Stated task:
Extract each line of the items below that contains the word "cloud", and copy every such line in full.

Available data:
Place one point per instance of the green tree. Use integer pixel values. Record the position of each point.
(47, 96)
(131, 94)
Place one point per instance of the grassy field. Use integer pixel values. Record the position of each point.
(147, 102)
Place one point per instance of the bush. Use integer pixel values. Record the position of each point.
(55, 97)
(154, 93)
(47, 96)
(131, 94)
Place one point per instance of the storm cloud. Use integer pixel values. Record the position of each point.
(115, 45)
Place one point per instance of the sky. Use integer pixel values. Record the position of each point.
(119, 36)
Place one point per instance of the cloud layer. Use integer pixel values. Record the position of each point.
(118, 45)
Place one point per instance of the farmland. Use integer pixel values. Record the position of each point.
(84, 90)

---

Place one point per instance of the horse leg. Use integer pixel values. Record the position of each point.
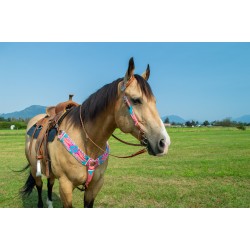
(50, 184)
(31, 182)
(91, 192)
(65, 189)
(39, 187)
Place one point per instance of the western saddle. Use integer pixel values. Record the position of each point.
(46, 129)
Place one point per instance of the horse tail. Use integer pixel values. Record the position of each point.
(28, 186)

==

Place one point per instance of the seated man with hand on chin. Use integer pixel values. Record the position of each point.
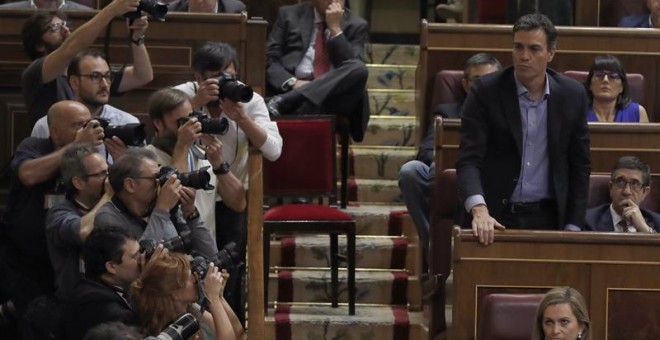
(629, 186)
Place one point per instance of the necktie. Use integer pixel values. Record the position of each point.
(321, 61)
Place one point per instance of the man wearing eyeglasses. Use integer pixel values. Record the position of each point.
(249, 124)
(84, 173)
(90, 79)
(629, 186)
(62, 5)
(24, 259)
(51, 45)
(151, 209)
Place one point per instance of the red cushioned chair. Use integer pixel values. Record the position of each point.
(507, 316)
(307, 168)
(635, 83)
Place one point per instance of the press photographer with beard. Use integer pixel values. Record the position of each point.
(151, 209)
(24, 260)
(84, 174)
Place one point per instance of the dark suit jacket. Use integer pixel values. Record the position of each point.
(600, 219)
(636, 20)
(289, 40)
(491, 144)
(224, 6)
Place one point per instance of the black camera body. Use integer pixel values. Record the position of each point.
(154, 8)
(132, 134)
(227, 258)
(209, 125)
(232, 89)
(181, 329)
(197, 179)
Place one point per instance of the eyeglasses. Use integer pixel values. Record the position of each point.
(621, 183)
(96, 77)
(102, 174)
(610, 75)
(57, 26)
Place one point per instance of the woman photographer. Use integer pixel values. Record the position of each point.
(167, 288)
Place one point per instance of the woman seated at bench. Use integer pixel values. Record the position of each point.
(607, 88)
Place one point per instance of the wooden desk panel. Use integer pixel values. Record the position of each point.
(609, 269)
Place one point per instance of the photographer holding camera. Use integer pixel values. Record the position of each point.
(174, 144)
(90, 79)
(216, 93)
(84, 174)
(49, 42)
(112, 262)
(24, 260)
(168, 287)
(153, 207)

Correct output:
Place one point per instance of the storm cloud. Use integer pixel values. Record the position of each point.
Place one point per instance of the cloud layer. Use integer pixel values. Record the position of each point.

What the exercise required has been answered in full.